=== Section Start ===

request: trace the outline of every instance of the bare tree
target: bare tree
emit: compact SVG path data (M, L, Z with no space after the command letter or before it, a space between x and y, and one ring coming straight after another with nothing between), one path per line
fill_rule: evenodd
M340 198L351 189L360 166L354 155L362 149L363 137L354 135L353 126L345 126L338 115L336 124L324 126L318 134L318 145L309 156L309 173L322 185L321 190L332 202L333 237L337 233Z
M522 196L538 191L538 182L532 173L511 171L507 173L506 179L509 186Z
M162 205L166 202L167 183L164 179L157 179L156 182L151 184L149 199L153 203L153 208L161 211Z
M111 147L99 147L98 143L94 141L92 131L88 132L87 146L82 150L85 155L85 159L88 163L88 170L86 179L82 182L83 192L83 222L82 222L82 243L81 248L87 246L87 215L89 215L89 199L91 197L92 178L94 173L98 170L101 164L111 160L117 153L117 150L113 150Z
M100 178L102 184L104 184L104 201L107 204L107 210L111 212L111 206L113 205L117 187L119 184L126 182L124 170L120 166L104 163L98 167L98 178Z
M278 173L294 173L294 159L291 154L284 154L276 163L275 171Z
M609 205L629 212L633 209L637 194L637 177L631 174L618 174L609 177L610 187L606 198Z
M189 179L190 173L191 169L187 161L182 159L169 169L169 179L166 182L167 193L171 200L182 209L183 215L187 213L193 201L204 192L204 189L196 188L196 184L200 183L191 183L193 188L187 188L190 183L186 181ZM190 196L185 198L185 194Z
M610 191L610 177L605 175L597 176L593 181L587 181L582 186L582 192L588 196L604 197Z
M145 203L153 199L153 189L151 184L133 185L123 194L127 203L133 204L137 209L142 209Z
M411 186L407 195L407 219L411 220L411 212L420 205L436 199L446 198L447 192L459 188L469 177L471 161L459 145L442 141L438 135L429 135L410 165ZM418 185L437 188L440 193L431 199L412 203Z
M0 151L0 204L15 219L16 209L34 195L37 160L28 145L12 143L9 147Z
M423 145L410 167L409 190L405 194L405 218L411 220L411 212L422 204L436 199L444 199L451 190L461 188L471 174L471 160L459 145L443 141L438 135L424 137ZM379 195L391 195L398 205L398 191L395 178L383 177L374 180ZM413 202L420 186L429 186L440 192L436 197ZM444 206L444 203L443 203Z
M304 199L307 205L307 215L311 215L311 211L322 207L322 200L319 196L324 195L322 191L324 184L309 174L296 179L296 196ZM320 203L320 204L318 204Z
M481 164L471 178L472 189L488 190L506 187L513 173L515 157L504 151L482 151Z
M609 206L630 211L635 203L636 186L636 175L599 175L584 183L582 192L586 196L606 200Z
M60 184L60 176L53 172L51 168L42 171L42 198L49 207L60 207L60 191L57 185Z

=== Section End ===

> TASK OBJECTIVE
Lines containing "tree" in the listing: how many are there? Answer with the number only.

> ANSWER SPACE
2